### СТРАНИЦА
■ ■ ■ ■ ■ ■ ■
Они говорят с мужем о какой-то капусте, овощах, бумагах… копаются в белье, шкафу, под кроватью, тревожа несчастную женщину, переворачивая её, словно бы она что-то может спрятать…( всё это делается в тональности мрачных, в спешке нарисованных и смазанных улыбочек на декорации лиц из Набоковского романа «Под знаком незаконнорождённых»)… а в это время речь идёт о жизни и смерти, словно от этой несчастной капусты, пыльных шкафчиков, белья, может зависеть, жить или не жить человеку на этой безумной Земле: человеческая жизнь обезличилась, стала вещностью, а не вечностью…Руки, словно пауки из кошмара Свидригайлова, бегают в шкафчиках… ищут «бедность» у «бедных людей».
Такое чувство, что даже у вещей больше человечности, чем у этих людей, вещи словно бы стыдятся их и самих себя: вот, потревоженная простыня на постели сморщилась в печали, прикрыв глаза и отвернувшись, вот, дверцы шкафчика открылись, и… словно женщина, которую грубо, мерзко обыскали, в муке закрыла ладонями дверок своё бледное лицо.
От всего этого ужаса и абсурда самой жизни тоже хочется закрыть лицо… бледными ладонями страниц.
Разумеется, на таком накале трагизма и абсурда, ни искусство, ни жизнь, не могут долго продолжаться: происходит разрядка – безуминка улыбки темноты, теней ( как иногда бывает с человеком после перенесённого насилия или сильного отчаяния), чуть раскачивающихся у стены, словно несчастный, заброшенный всеми ребёнок.Далее, феминистическое бессознательное души Платонова – в мужчине и в женщине душа всегда женского рода, – абсурдирует повествование, улыбающееся нам то тут то там строчками, звёздами, листвой за окном…
Женщины и мужчины равны? Революция? Так пусть метафизика революции пойдёт от жизни на периферию, к телу, и… если мужчинам так хочется «материала» для строительства будущего, то пусть рожают сами!
Платонов едким юморком обыгрывает библейское «И родил Авраам…»
И в самом деле, почему именно женщина должна рожать? В этой пьесе, в женщине – больше подлинно мужского, чем в иных мужчинах. Она мечтает убежать в лес и стать разбойником, нагонять ужас на город и мужчин, брать себе мужчину, как в древности, кочевники на лошадях, похищали женщин… после подобных мечтаний, Мария, в смутном, подмигивающем эротизме улыбчивых слов, продолжает: «И ездила бы верхом, как начальник милиции..»
Что желает женщина, инфернальное в ней, вековое? Судить мужчин, этот мир? Полоснуть грозовым кнутовищем по бледной спине ночного, порочного, скучного города?
Да, на периферии сознания и жизни, в разряженном, тёмном воздухе любви, дабы не сойти с ума от пустоты, невесомой равнозначности чувств и поступков, люди вынуждены играть в безумие, жить ему навстречу, не в силах выдержать его неумолимую и прохладную тень приближения.Несчастный поклонник Марии спрашивает: «Машенька, а может, ребёночек, мой… наш?»
■ ■ ■ ■ ■ ■ ■
(Сохранённые строки данных)
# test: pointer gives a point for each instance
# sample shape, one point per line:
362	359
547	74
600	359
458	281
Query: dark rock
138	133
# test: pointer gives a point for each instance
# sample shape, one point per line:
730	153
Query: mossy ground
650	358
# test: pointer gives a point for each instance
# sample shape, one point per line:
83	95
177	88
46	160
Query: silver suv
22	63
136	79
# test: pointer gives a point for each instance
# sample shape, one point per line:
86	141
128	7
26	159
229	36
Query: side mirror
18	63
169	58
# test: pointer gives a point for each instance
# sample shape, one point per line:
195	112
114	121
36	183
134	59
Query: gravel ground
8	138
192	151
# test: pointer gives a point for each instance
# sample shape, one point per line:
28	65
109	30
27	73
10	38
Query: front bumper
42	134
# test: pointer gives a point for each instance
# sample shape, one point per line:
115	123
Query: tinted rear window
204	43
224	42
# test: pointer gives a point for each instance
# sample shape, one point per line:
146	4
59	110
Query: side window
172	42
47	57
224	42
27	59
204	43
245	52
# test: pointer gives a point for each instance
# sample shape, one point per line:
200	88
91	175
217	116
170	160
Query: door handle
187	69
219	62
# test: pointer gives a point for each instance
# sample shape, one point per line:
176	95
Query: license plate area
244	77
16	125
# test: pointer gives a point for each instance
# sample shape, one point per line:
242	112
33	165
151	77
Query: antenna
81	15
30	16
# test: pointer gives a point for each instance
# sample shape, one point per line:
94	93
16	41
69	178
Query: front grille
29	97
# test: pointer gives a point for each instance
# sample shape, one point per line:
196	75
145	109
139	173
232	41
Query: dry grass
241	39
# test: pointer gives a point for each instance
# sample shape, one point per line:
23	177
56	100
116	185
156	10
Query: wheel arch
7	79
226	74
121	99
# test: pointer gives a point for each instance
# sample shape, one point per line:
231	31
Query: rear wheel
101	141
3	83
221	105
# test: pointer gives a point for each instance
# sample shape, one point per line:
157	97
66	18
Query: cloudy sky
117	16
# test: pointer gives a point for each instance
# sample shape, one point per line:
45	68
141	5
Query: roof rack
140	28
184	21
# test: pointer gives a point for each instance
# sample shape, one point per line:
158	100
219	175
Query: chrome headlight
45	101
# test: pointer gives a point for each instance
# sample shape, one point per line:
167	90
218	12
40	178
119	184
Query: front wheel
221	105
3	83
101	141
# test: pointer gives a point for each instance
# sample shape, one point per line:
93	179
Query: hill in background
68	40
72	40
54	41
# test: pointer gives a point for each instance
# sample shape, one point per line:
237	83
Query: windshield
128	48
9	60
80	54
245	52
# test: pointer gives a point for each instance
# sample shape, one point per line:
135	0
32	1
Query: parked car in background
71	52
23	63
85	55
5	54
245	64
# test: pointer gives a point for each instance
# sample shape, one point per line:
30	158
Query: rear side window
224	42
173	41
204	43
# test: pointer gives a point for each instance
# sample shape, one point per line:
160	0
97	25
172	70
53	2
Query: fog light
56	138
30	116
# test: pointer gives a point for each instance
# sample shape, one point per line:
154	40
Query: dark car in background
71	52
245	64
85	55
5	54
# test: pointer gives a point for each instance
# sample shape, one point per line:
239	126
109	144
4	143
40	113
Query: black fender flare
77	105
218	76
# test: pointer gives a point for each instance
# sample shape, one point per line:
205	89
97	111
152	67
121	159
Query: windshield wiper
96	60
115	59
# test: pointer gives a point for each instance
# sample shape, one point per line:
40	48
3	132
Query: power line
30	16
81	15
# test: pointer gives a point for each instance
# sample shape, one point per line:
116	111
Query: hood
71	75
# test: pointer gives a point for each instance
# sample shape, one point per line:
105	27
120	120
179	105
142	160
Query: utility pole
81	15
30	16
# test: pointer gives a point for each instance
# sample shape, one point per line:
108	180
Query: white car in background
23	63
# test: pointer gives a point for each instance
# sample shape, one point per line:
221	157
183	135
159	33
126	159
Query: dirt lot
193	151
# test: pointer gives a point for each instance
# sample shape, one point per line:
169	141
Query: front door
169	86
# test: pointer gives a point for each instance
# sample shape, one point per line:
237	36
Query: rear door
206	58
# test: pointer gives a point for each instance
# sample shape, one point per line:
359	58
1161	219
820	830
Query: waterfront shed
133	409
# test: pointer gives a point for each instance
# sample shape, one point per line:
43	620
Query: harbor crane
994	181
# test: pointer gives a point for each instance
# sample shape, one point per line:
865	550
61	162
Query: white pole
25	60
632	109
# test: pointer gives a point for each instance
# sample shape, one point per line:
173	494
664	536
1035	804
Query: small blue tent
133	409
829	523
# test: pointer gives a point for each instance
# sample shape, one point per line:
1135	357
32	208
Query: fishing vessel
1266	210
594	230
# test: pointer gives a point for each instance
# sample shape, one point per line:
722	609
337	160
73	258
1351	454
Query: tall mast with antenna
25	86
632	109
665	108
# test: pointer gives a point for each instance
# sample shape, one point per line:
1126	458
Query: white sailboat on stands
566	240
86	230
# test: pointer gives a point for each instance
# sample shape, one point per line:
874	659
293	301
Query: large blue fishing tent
■ ■ ■ ■ ■ ■ ■
Изложите короче абзац текста о пьесе Платонова, начинающийся словами «И в самом деле, почему именно женщина должна рожать?», сохранив его основные мысли. Приведённые строки для работы не требуются.

### РЕЗУЛЬТАТ
Автор задаётся вопросом, почему рожать должна именно женщина. В пьесе в женщине больше подлинно мужского, чем в иных мужчинах. Мария мечтает убежать в лес и стать разбойником, наводить ужас на город и мужчин и брать себе мужчину, как в древности кочевники похищали женщин. Затем она со смутным эротизмом добавляет, что ездила бы верхом, как начальник милиции.